* BEGIN *
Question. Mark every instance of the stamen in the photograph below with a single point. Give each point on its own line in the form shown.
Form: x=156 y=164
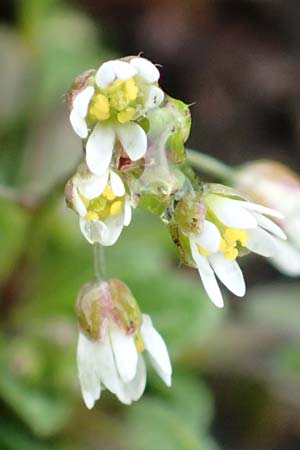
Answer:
x=91 y=215
x=126 y=116
x=131 y=89
x=202 y=251
x=116 y=208
x=100 y=107
x=231 y=239
x=108 y=194
x=139 y=343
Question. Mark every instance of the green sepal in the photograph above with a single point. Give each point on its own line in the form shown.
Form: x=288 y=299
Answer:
x=182 y=244
x=89 y=308
x=126 y=311
x=190 y=213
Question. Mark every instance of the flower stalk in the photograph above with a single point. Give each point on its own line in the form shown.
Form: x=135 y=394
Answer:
x=99 y=262
x=210 y=166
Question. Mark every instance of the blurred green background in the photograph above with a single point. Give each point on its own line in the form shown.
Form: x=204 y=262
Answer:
x=236 y=371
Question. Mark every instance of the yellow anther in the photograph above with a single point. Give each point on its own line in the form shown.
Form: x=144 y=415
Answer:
x=222 y=246
x=139 y=343
x=91 y=215
x=84 y=200
x=108 y=194
x=131 y=89
x=234 y=235
x=230 y=240
x=116 y=208
x=231 y=254
x=114 y=86
x=202 y=251
x=100 y=107
x=126 y=115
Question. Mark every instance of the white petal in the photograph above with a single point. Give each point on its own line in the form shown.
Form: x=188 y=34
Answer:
x=134 y=140
x=260 y=208
x=229 y=273
x=113 y=229
x=207 y=276
x=155 y=97
x=107 y=369
x=99 y=149
x=270 y=226
x=87 y=371
x=209 y=238
x=78 y=203
x=117 y=185
x=230 y=212
x=82 y=100
x=146 y=69
x=157 y=349
x=125 y=352
x=92 y=230
x=261 y=242
x=79 y=125
x=105 y=75
x=93 y=186
x=286 y=258
x=136 y=387
x=127 y=214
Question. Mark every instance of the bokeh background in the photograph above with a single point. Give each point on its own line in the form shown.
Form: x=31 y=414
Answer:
x=236 y=371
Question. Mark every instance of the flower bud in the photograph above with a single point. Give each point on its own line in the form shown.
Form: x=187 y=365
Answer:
x=97 y=302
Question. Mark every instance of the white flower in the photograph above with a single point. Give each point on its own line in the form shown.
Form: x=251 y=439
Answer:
x=231 y=226
x=276 y=186
x=116 y=363
x=123 y=92
x=102 y=205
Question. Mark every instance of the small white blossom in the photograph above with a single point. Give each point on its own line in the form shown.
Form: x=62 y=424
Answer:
x=102 y=205
x=276 y=186
x=231 y=226
x=116 y=362
x=123 y=92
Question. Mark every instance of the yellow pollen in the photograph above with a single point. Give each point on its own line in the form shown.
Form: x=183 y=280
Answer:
x=222 y=246
x=100 y=107
x=91 y=215
x=231 y=254
x=126 y=115
x=234 y=235
x=114 y=86
x=230 y=240
x=108 y=194
x=115 y=208
x=131 y=89
x=139 y=343
x=202 y=251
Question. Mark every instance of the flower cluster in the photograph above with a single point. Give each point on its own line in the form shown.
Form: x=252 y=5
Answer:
x=133 y=137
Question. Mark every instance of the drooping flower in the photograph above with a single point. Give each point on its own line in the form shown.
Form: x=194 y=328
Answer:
x=107 y=111
x=224 y=227
x=112 y=338
x=276 y=186
x=102 y=204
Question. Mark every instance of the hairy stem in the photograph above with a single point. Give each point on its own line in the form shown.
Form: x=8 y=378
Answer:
x=210 y=166
x=99 y=261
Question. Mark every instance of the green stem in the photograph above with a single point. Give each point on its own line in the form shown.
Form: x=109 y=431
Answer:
x=209 y=165
x=99 y=261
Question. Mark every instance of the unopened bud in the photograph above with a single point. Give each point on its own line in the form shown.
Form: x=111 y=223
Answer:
x=189 y=213
x=99 y=302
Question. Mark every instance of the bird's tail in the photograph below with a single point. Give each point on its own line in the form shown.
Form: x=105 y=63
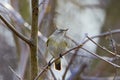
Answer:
x=58 y=65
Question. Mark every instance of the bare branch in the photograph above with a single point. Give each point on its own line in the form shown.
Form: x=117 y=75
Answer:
x=115 y=65
x=80 y=46
x=15 y=73
x=14 y=30
x=103 y=48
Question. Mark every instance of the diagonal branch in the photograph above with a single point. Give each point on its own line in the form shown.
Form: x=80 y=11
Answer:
x=11 y=27
x=80 y=46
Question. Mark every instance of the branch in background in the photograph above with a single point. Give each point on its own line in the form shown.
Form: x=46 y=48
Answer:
x=69 y=64
x=101 y=58
x=103 y=48
x=15 y=31
x=34 y=40
x=78 y=47
x=43 y=10
x=114 y=49
x=15 y=73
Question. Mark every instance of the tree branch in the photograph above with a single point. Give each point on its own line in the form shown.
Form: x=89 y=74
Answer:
x=14 y=30
x=78 y=47
x=34 y=40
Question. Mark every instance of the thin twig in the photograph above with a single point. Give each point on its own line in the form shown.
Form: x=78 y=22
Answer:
x=15 y=73
x=97 y=36
x=69 y=64
x=113 y=44
x=103 y=48
x=101 y=58
x=11 y=27
x=41 y=16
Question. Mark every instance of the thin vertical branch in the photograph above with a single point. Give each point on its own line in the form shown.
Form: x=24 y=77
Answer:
x=34 y=40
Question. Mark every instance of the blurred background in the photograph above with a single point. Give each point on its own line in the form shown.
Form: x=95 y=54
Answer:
x=80 y=16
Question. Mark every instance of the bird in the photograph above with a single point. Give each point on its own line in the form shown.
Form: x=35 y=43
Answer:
x=56 y=45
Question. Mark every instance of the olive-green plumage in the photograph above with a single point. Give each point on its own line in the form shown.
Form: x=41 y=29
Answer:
x=56 y=44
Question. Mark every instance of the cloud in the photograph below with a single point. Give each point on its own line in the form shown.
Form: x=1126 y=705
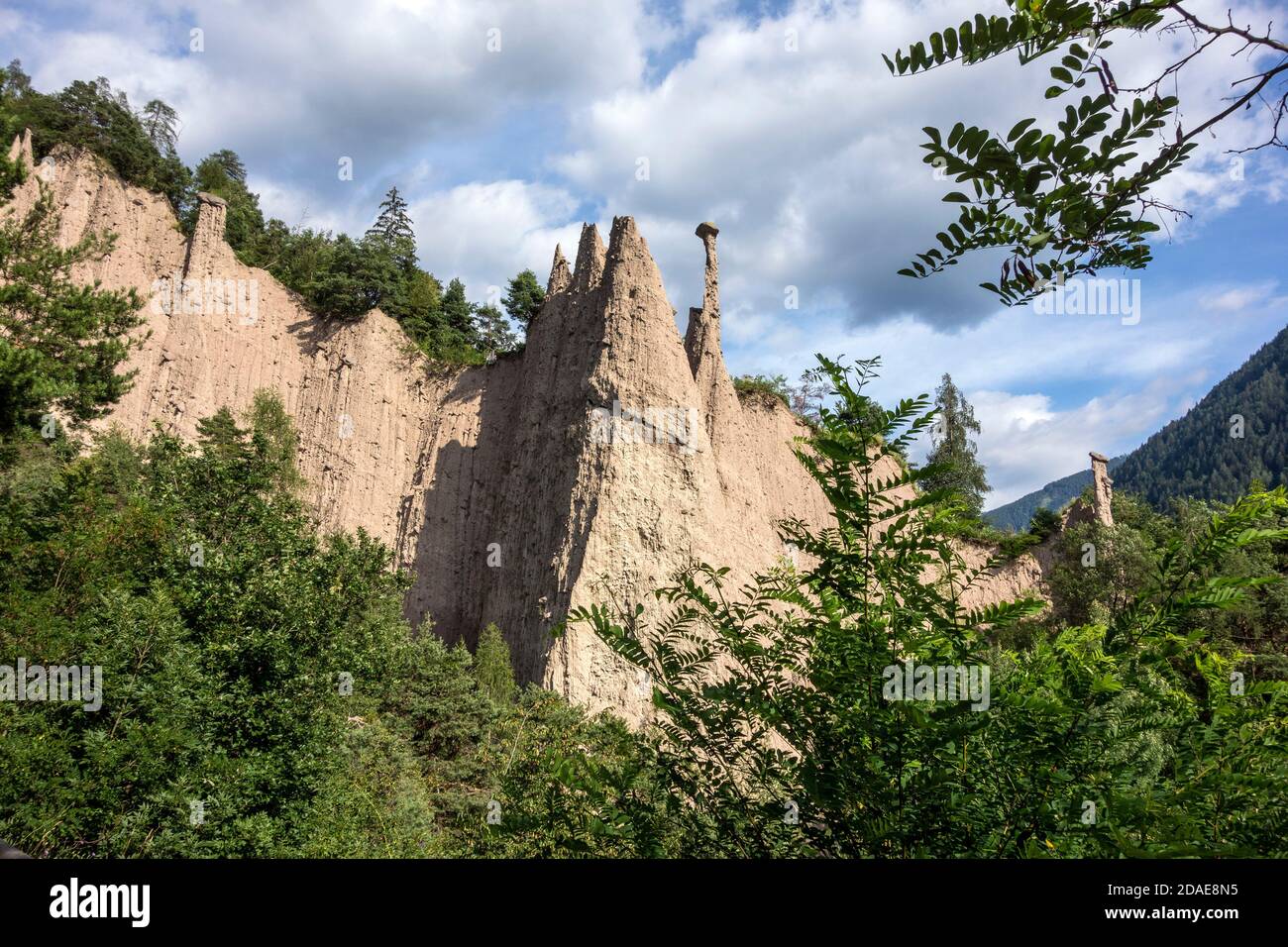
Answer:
x=487 y=232
x=780 y=121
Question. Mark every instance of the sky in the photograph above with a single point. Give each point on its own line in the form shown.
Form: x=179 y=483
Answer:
x=507 y=124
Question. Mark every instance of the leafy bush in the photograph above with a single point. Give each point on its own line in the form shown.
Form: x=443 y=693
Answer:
x=781 y=728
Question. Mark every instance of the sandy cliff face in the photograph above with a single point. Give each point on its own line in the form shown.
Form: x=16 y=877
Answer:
x=606 y=455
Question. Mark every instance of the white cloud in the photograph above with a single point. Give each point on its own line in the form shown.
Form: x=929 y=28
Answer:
x=487 y=232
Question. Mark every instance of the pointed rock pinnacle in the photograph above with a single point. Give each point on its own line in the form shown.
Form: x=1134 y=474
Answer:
x=590 y=260
x=559 y=274
x=707 y=231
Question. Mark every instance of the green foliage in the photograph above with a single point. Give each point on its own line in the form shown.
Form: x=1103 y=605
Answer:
x=780 y=731
x=224 y=175
x=60 y=343
x=1055 y=495
x=1235 y=434
x=767 y=385
x=565 y=784
x=953 y=454
x=94 y=116
x=1070 y=200
x=335 y=274
x=222 y=624
x=1043 y=522
x=523 y=298
x=492 y=665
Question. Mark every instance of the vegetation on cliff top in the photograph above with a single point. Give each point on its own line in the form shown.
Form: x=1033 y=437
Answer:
x=338 y=275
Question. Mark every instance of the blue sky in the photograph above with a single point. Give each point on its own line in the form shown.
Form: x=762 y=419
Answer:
x=777 y=120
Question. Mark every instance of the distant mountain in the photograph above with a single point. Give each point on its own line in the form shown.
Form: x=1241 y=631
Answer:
x=1237 y=433
x=1018 y=513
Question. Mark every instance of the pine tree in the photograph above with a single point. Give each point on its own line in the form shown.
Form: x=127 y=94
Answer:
x=220 y=437
x=59 y=343
x=159 y=121
x=492 y=667
x=954 y=450
x=458 y=311
x=393 y=223
x=494 y=334
x=523 y=298
x=394 y=228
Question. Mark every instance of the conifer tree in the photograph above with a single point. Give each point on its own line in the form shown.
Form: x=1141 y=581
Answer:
x=523 y=298
x=60 y=344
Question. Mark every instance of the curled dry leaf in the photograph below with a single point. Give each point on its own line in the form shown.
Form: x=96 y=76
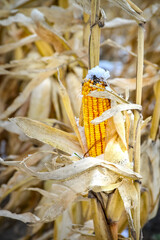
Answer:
x=75 y=169
x=52 y=136
x=50 y=69
x=18 y=18
x=24 y=217
x=39 y=106
x=118 y=22
x=112 y=111
x=151 y=174
x=24 y=41
x=131 y=9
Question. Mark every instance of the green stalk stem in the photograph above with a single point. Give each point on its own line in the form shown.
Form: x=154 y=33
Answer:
x=137 y=125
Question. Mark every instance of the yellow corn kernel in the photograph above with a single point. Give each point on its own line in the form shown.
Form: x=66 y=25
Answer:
x=92 y=108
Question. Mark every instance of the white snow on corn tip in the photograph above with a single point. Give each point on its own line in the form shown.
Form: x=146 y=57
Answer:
x=99 y=73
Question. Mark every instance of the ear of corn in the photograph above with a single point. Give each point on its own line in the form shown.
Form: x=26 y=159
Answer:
x=92 y=108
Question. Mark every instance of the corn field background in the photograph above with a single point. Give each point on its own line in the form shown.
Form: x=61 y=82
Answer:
x=51 y=185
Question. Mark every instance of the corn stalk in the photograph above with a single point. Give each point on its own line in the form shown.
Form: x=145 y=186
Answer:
x=137 y=125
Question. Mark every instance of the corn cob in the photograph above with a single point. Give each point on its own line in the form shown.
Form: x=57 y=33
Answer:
x=92 y=108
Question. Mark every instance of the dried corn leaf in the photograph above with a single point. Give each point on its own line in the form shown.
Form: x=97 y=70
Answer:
x=24 y=217
x=108 y=93
x=119 y=122
x=128 y=194
x=47 y=34
x=24 y=41
x=75 y=169
x=39 y=107
x=52 y=136
x=114 y=110
x=151 y=173
x=118 y=22
x=50 y=70
x=131 y=9
x=69 y=111
x=18 y=18
x=114 y=152
x=74 y=90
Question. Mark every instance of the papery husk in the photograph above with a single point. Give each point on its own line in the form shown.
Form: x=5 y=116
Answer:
x=49 y=135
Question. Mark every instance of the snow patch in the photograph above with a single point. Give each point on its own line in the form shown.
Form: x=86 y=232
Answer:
x=99 y=73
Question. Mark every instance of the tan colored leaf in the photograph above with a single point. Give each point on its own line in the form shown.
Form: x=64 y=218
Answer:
x=45 y=33
x=52 y=136
x=50 y=69
x=115 y=153
x=24 y=41
x=74 y=91
x=118 y=22
x=130 y=8
x=76 y=169
x=69 y=111
x=119 y=122
x=114 y=110
x=24 y=217
x=39 y=107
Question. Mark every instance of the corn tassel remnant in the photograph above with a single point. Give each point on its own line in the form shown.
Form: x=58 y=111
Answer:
x=92 y=108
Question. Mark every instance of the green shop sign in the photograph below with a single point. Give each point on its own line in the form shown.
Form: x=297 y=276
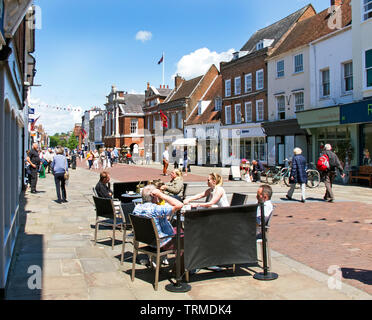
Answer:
x=358 y=112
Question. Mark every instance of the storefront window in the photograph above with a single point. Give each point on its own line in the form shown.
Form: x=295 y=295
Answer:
x=335 y=136
x=259 y=149
x=367 y=145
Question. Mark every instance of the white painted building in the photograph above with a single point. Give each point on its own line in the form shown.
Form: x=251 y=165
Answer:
x=17 y=71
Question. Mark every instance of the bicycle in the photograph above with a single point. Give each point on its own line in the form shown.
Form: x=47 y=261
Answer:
x=276 y=174
x=313 y=177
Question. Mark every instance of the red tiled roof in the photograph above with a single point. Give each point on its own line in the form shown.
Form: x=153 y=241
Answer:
x=312 y=28
x=209 y=115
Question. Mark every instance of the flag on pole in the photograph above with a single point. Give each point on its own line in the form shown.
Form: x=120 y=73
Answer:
x=161 y=59
x=164 y=119
x=33 y=124
x=83 y=133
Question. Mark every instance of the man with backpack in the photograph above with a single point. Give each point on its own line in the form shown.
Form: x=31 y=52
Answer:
x=327 y=165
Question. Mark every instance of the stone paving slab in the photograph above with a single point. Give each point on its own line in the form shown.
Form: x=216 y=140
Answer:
x=59 y=238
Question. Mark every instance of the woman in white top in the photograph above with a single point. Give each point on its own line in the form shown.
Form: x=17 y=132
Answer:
x=215 y=195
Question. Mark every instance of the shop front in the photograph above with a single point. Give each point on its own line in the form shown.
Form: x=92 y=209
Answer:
x=243 y=142
x=324 y=127
x=282 y=137
x=360 y=114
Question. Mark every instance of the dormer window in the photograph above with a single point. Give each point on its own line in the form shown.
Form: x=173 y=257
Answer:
x=264 y=44
x=199 y=107
x=259 y=45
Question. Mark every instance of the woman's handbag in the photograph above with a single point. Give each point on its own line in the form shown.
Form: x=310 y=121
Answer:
x=66 y=175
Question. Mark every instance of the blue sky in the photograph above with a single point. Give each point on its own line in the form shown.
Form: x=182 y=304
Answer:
x=85 y=46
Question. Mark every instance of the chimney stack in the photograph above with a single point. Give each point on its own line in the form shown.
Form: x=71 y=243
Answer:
x=178 y=80
x=336 y=2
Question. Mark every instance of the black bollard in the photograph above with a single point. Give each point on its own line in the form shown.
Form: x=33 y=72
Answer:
x=178 y=286
x=264 y=275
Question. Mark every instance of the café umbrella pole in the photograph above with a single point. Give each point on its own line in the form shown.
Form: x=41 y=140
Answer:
x=265 y=275
x=178 y=286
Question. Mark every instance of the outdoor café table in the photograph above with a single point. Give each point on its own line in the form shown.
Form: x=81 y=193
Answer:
x=129 y=197
x=137 y=201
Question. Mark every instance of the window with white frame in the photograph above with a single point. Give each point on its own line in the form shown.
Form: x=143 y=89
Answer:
x=248 y=112
x=173 y=125
x=259 y=110
x=248 y=83
x=367 y=9
x=259 y=80
x=368 y=64
x=280 y=69
x=228 y=114
x=280 y=104
x=237 y=86
x=325 y=81
x=180 y=120
x=298 y=63
x=228 y=88
x=199 y=107
x=259 y=45
x=133 y=126
x=210 y=132
x=347 y=70
x=218 y=104
x=299 y=101
x=238 y=113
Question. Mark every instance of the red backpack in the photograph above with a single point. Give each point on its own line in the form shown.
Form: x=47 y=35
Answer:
x=323 y=163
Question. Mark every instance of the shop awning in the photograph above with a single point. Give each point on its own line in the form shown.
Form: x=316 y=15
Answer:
x=283 y=128
x=185 y=142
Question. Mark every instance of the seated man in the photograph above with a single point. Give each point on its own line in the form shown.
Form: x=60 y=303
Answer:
x=258 y=168
x=264 y=194
x=150 y=209
x=103 y=186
* END *
_Task requirements_
Reproduce the data word for word from the line that contains "Question. Mark every instance of the thin twig" up to and including the line that contains "x=606 y=455". Leave any pictures out of your copy.

_Written reply_
Question. Mark every instance of the thin twig in the photograph above with a single point. Give each point on its own line in the form shown.
Form: x=78 y=22
Answer:
x=15 y=73
x=97 y=36
x=69 y=64
x=113 y=44
x=103 y=48
x=101 y=58
x=11 y=27
x=41 y=16
Question. Mark every instance of the thin vertical branch in the photograph above with a single point. Give each point on its own line in the form shown.
Form: x=24 y=77
Answer:
x=34 y=40
Question. Mark every instance of the blurred background in the photograph above with a single point. Give each point on its own line in the form shown.
Form: x=95 y=54
Answer:
x=80 y=16
Question. Mark every instance of the bird in the photograph above with a single point. Give each point on its own line in the form shown.
Form: x=35 y=43
Answer:
x=56 y=45
Question. Mark every instance of the olive-green plumage in the photograph above with a single point. Give each point on its own line in the form shown.
Form: x=41 y=29
Answer:
x=56 y=44
Question. Mark every instance of the cloud in the photograph below with a single point. Give each point on its own line in the form shown.
Form: x=1126 y=705
Answer:
x=487 y=232
x=780 y=121
Question. Mark every instance of the sky in the photograph above with a single point. Give each point on its own line in the form shown.
Form: x=179 y=483
Answer:
x=507 y=124
Question. Mark every instance of the leafy bush in the photograph above with a single point. Give each point on its own line in the form shown.
Form: x=443 y=693
Answer:
x=781 y=728
Question. Mark every instance of the sandy cliff face in the photograph above with a single point. Give each point on its own line in the form shown.
Form: x=16 y=877
Answer:
x=606 y=455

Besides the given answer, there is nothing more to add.